Reproduce the lines below verbatim, omitting the pictures from your reply.

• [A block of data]
___

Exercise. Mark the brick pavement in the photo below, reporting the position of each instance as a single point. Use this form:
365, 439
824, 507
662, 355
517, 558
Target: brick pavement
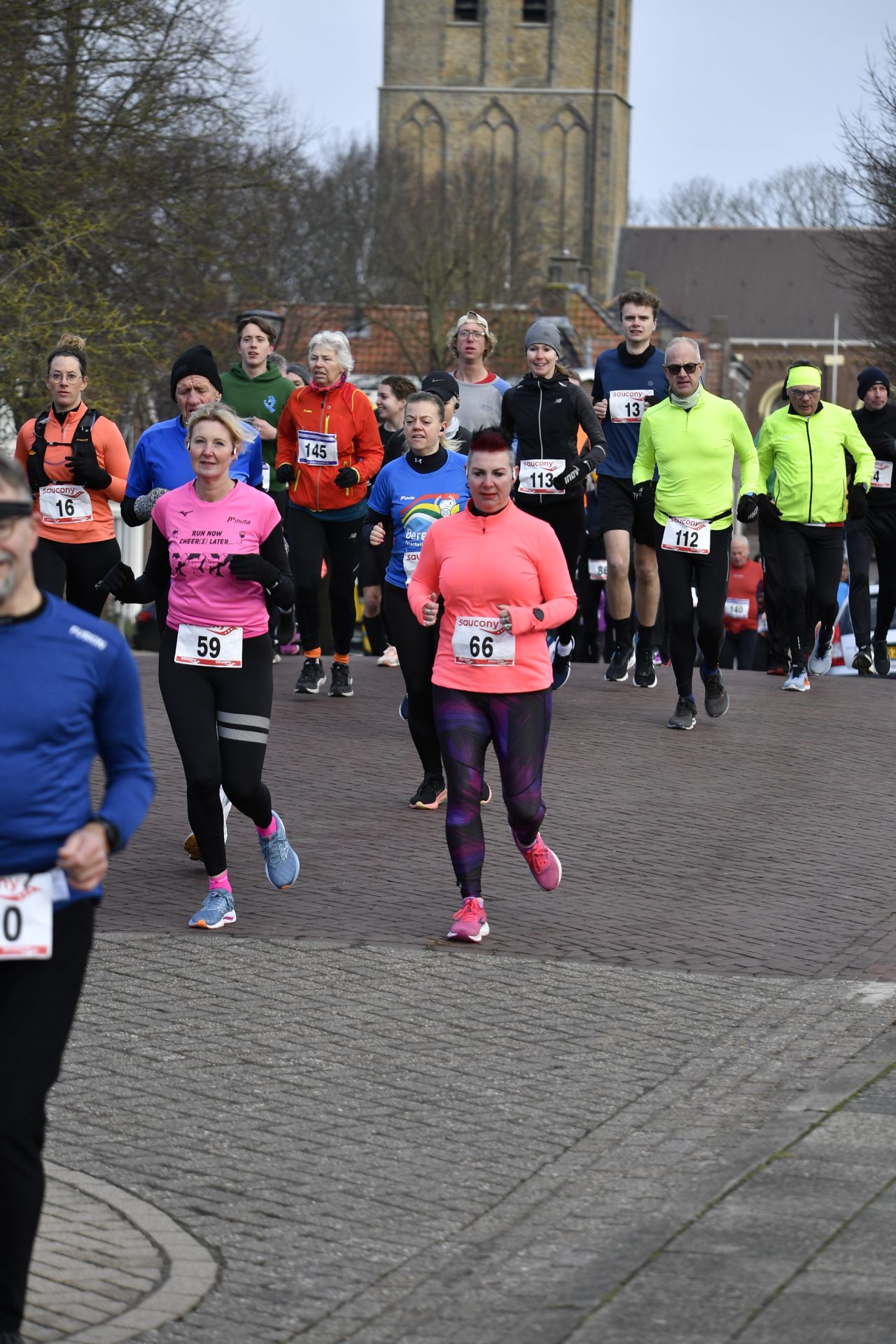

___

• [Task solution]
Exercise. Mark the brick pavement in the photo below, reporting the position of each instance as a single point. Use this form:
365, 439
824, 507
662, 355
517, 558
Target: brick pavement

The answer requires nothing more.